• Directive
Copy out the material below in full, but not its images.

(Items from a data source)
--- Begin ---
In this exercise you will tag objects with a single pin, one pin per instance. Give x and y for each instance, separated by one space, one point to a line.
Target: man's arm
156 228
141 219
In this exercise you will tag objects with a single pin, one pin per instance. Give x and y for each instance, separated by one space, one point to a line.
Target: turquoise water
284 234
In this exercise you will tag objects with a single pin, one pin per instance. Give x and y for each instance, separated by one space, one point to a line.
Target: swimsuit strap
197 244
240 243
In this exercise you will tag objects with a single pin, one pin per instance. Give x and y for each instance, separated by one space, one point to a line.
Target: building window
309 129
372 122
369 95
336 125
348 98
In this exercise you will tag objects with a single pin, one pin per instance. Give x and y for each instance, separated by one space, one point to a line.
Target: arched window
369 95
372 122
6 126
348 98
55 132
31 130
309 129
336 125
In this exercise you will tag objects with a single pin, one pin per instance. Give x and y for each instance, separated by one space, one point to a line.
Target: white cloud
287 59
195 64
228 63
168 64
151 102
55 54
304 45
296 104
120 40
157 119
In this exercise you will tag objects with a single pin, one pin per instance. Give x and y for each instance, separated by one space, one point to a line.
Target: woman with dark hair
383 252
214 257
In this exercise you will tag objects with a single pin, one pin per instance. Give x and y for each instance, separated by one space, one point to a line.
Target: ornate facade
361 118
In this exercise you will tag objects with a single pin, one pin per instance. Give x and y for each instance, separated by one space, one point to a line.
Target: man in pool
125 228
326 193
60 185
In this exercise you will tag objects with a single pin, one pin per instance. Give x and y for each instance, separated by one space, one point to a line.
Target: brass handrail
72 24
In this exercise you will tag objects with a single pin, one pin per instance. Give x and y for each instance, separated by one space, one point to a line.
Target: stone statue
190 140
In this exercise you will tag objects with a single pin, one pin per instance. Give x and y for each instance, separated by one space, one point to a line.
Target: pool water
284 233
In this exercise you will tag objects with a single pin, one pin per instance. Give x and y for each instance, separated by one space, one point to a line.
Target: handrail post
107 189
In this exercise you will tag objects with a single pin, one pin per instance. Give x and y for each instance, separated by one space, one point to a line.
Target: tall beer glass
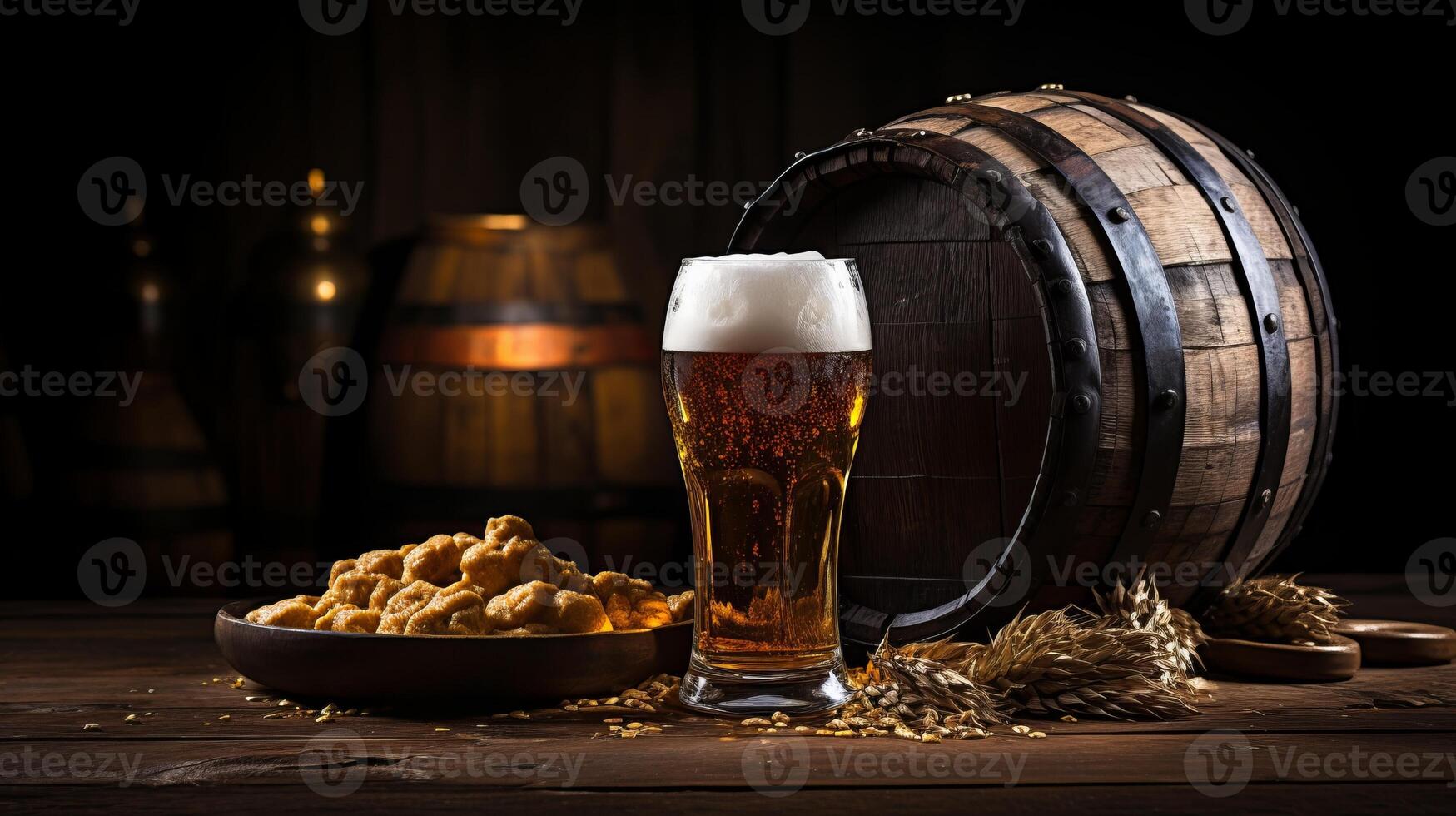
766 367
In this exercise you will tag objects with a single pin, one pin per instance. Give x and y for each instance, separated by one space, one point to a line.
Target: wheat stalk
1275 608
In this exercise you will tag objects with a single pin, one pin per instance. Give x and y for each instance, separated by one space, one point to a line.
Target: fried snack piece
456 610
546 606
510 555
353 588
631 604
404 605
383 590
435 561
293 612
682 605
376 561
529 629
348 618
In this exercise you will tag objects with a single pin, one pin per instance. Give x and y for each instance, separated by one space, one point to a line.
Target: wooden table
1382 740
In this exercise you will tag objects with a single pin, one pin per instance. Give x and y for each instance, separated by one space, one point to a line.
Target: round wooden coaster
1337 660
1399 643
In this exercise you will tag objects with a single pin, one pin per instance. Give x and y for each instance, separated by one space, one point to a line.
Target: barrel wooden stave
1222 440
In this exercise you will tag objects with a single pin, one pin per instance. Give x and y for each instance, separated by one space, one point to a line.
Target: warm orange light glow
504 221
522 347
316 182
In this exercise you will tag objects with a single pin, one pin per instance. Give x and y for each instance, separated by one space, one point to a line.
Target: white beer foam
752 303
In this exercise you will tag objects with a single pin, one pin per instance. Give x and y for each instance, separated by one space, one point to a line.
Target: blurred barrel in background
139 466
1158 299
303 295
17 477
517 376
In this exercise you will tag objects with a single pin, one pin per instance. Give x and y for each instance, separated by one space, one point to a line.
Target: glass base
797 691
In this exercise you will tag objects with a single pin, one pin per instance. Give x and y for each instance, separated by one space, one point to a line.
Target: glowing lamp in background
564 425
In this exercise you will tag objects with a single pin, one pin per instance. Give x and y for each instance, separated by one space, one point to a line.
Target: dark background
446 116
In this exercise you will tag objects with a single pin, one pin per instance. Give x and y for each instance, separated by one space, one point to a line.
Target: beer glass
766 367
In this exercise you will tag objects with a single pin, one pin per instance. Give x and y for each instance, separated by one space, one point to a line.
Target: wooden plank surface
1384 738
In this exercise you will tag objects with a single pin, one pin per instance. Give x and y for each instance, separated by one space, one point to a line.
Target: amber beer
766 372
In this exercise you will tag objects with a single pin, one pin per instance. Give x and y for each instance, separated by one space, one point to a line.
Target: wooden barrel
1154 291
565 425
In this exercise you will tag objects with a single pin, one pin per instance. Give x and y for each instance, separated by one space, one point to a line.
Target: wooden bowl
491 670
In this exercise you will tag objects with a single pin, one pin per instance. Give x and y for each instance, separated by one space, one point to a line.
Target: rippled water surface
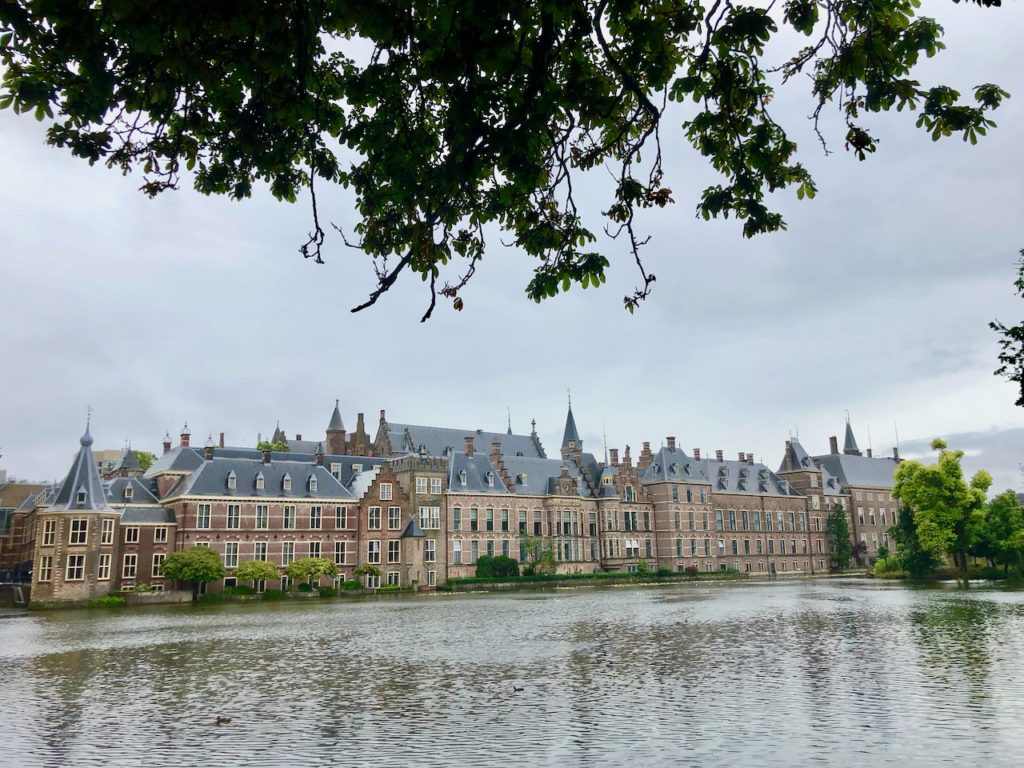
787 674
--- End ---
• Task output
In this exercise you will tag objects with a single pin, one pin per instance. Give x and y for each instance, separated by one space, one point to a line.
Target: man's arm
156 228
141 219
In this exercise you will tag objects with a single pin, one pin per instance. Give x and y for each instance, separated by one space, one point to a line.
Target: turquoise water
284 234
In this exercise you will tag objects with a single pin, one pin per instance. Give x and y for each instance, separated by one space, one point to a line.
Target: swimsuit strap
197 244
240 243
In this exercise you will tag objects with a single pin, one pin per instance. Give x and y for each instance, separated by one space, one point to a line.
Target: building window
309 129
372 122
369 95
336 125
348 98
In this exercise you will tag objects with a single pin, one pin per instance. Give x and y for each instance, separated by one space, one point to a line.
Target: arched window
369 95
372 122
6 126
348 98
55 132
31 130
309 129
336 125
In this exercise you will tag objects with a single pin, one pin per instance. Give x and y for each instance, separated by one space, one point to a line.
Target: white cloud
287 59
195 64
228 63
168 64
151 102
55 54
304 45
296 104
120 40
157 119
In this exercise you will tag objects with a single pin, one pin per instance. Give x and y for each instance, separated by one space, one point to a line.
Target: woman with dark hair
383 252
214 257
In this exercise you will tag objects with a single pin, one pin per instance. Give x and y for each instance, separated by one space, one point to a line.
Target: ornate facade
361 118
In this exercise you will tag objects with a single pin, one pin per instance. Give x and y for each instance, separated by one space, one point to a line.
Target: man in pool
125 228
326 193
60 185
In this exercise you will tag objects with a single pin, one pin per instance. Give x and y for each instance, separated by one space, one point to a line.
Target: brass handrail
72 24
In this exercise you will tag objects with a single pin, one pin per instance. Give x and y for each instance, separated by one space, one point to a line.
Target: stone statue
190 140
In this exercise you will tag objects with a single pin, one pin per instance. Give x and y for each instance, separated by one space, one point to a line.
Target: pool water
284 233
In this exercise you will tag objects with a single pin, one pin per instance. Give x and y for each instance, separated by one space, one point to a line.
Target: handrail post
107 189
In this exercise you will tag objects with a single pin, one pin per instance. Give x and y for each instance, separated by one space, one point to a line.
Target: tall beer glass
766 367
In this exercise you will tag objects with a single pin, one pin per instance. Give x and y for each instance, separated by one space, one point to a line.
Target: wheat stalk
1275 608
In this exercise you will tag objects with a single pin, one pin per instance. Give x and y for each instance, separated by one space, one point to a line.
Target: fried snack piece
456 610
546 606
510 555
353 588
631 604
404 605
383 590
435 561
293 612
682 605
376 561
529 629
348 618
In this exercise you will tag objects with a single pin, one pin per instance. Give x and y for each instance, separated by one space, one point to a line.
Target: wooden table
1382 740
In this exercise you will tag objects with a single pin, one pin per instance. Give x and y for each instance, separated by one space, one point to a line.
Target: round wooden coaster
1337 660
1399 643
In this exercise you will tag objects with a single pin, one pin per instance. Give x and y for each instance, separated by one space, one point to a line.
Target: barrel wooden stave
1222 440
In this exercise you will tag objects with a single pin, one pin per instance. Give x and y for each instance, separated by one space, one point to a line.
Target: warm orange light glow
504 221
522 347
316 182
In this exercise you will tag objects with a single pin, one pin per instance. Give x and y for each instance, separated by one space, one point to a line.
Target: white beer foam
752 303
In this exercise you will tag objects with a single pin, one pin per instance. Give x and y for each instance, separated by one space, one point to a line.
Target: blurred barrel in background
139 466
1158 299
303 295
17 477
517 376
In this exercise you will tag objects with a single pin, one pin per instance. Give x and y for each instance, separated by one space, one point to a line.
Target: glass base
797 691
In this exercise you will tag objects with a single pin, one pin per instance. Give x and y for each instance, separated by one space, one point to a line.
Target: glowing lamp in background
564 425
In this exercise you will tag objects with a single pin, one pin per instance. Give x and y for each instance, separated by one space, one point to a line.
Target: dark background
446 116
In this exercise you will tag objects with a single pin, one pin per instance. Give x and y for each instance, separated by one space, one point to a line.
Target: beer glass
766 367
In this exercise you will tag objects with a single pin, one pin per instance. Give x and y for each instance, separated by one space, one point to a line.
Target: wooden plank surface
1384 738
In this exercise you will tag objects with a single pin, one pin per instance. Give x and y for each instance, separated by one space, one point to a line.
Target: amber beer
766 372
In this exercise you will tag objects with a single pin, one pin per instance. Give x and y for each instance, separated by one space, one point to a line.
Target: wooden barrel
1154 291
565 425
In this exercise you will tag objects with a single pin, one pin per instance. Give x and y for each instance, separated by one space, one point to a line.
Target: wooden bowl
491 670
In this exercise you will tag objects with a single pin, one pin per instance. Give x and y for each instance, separated by one space, one point to a line.
Target: rippled water surface
787 674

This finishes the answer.